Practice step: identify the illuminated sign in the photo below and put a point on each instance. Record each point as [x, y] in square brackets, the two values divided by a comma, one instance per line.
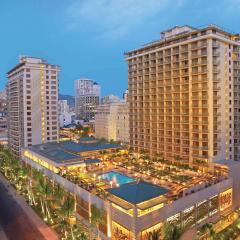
[225, 199]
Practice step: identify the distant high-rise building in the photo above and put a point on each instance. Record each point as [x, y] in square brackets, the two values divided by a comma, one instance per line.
[125, 95]
[63, 106]
[184, 95]
[112, 120]
[110, 98]
[3, 117]
[32, 93]
[87, 97]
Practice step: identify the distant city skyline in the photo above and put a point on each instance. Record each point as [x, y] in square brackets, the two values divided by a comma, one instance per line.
[89, 38]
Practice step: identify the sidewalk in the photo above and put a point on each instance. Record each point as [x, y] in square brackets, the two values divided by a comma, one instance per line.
[46, 231]
[2, 234]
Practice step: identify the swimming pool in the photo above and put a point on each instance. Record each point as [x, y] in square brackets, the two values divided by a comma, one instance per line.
[117, 178]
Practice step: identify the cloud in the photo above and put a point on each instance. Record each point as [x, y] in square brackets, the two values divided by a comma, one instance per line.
[115, 18]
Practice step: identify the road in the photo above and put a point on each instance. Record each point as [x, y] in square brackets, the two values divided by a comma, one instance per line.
[14, 221]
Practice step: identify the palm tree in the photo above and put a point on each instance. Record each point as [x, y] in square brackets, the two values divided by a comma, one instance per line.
[97, 218]
[44, 192]
[172, 232]
[67, 211]
[207, 230]
[154, 235]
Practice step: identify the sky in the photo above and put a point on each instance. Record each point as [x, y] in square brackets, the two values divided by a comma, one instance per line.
[88, 38]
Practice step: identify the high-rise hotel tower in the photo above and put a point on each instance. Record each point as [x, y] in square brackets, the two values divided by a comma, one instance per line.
[32, 93]
[184, 95]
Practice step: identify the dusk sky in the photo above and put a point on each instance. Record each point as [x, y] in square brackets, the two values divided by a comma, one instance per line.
[88, 38]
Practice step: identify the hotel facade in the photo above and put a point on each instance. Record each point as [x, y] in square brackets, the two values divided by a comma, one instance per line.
[32, 97]
[134, 207]
[112, 121]
[87, 98]
[184, 95]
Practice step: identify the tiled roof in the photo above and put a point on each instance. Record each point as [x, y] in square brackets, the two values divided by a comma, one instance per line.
[138, 192]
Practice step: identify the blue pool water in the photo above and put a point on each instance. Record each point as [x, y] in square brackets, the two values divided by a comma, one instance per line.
[117, 178]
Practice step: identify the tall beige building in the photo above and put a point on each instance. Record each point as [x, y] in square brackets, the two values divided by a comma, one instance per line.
[112, 120]
[184, 95]
[32, 93]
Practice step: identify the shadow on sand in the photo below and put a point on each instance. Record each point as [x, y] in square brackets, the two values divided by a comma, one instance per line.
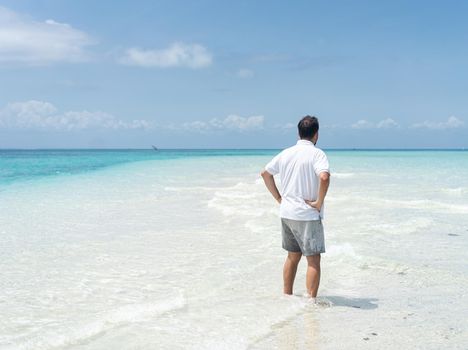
[358, 303]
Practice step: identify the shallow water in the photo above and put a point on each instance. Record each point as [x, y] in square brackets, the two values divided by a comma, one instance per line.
[184, 251]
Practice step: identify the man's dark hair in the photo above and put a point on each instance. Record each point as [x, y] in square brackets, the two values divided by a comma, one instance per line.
[308, 127]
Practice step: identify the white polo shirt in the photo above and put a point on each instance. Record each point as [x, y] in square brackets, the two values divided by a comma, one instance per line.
[299, 167]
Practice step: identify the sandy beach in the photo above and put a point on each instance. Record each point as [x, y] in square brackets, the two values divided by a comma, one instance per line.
[138, 255]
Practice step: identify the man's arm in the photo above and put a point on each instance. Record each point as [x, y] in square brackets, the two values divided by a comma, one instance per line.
[271, 185]
[323, 188]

-=-=-=-=-

■ Requirement ■
Please write out every line of the listing above exactly, and leave the images behind.

■ Solution for this problem ■
Practice step: identify the illuminated sign in the photo below and put a point on each instance. Record each point as [x, y] in square brackets, the two values divided by a comma, one instance per line.
[225, 199]
Practice step: identify the distant high-rise building in the photo above and put a point on each instance. Record each point as [x, y] in square brackets, the two values divided by a comma, one instance per line.
[125, 95]
[63, 106]
[184, 95]
[112, 120]
[110, 98]
[3, 117]
[32, 93]
[87, 97]
Practice step: identify the distant city skyline in the photo above and put a point on each instance. Record each point as [x, y] in square brackets, the two values divided by a comma, one instance per line.
[89, 38]
Practice step: identify the sidewalk in the photo above and put a point on each instance. Record each point as [x, y] in square brackets, the two values divided by a comma, one instance per line.
[46, 231]
[2, 234]
Practice step: identify the swimming pool in the photo above and put a point on each instance. Record each point as [x, y] in square brackets, the two values divided by a comma, one instance per line.
[117, 178]
Practice step: identify the cloud in the photo above and put a point on each instance. Record each point as [x, y] in square brackets, the two values divided by a comma, one instance per line.
[115, 18]
Practice step: identify the road in the photo above and put a point on each instance. Record each point as [x, y] in square brackets, the two values divided by a comma, one instance per line.
[14, 221]
Practice step: identify the palm tree in the photo above and put a point on each instance. Record each point as [x, y] in square brackets, the two values divided by a comma, one instance per line.
[97, 218]
[44, 192]
[172, 232]
[67, 211]
[207, 230]
[154, 235]
Practice step: identify the sky in the photo above and put a point on each instance. Record each point as [x, y] in square brackets, the two values divided by a comma, one instance per line.
[88, 38]
Practice step: identify the high-rise hotel tower in the photo above and put a point on each instance. Record each point as [x, y] in square brackets, the two values divided by a comma, one instance per line.
[32, 93]
[184, 95]
Practice step: identify the dusk sky in the photo above and put a point on each instance. Record each point as [x, y] in square brackets, the two values divided by a comma, one instance per line.
[88, 38]
Practice step: identify the hotel facade in the photo above and put a point on each instance. Record each point as [x, y] in square brackets, the two values divided by a comma, one instance per line.
[32, 97]
[134, 207]
[112, 121]
[87, 98]
[184, 95]
Practice step: identify the tiled roof in the photo above and put a point on each instance. Record each point as [x, y] in square brackets, the two values divided by a comma, one instance per line.
[138, 192]
Practice step: identify the blue pool water in the photo above and put a point on each instance. Record each point as [x, y] in square brackets, the two values divided by a comma, one instance per line.
[117, 178]
Practice step: identify the tall beige building in the photo above and put a point on each instance. Record each point as [x, y] in square brackets, the two values divided by a comma, one instance per line.
[112, 120]
[184, 95]
[32, 93]
Practice step: identify the shadow on sand in the photo below and put a point on each instance. Record each point as [x, y] in square brackets, the two values divided by a comma, one instance per line.
[358, 303]
Practice step: identify the shallow water in the photo above and put a point on each instance. Record each point as [x, y] in square brackets, the two values divided by a comma, one instance per line.
[184, 251]
Practice step: identify the man's dark hair in the photo above and put a point on each instance. Record each point as [x, y] in square brackets, the two values divided by a comma, one instance per line.
[308, 127]
Practice step: identify the white polo shirt in the photo above and put a point on each instance. Record each point as [x, y] in square brackets, the two values divided by a comma, one instance per line.
[299, 167]
Practice step: identify the sandy beach in the photo above and put a point on each instance. Record each point as [x, y] in square brackets, the two values divided by a comma, one instance per line.
[138, 255]
Practice step: identify the man's arm in the photo above and put a point on each instance. Record each point as [x, y] in square brackets, the two values divided by a comma, one instance per line.
[271, 185]
[323, 188]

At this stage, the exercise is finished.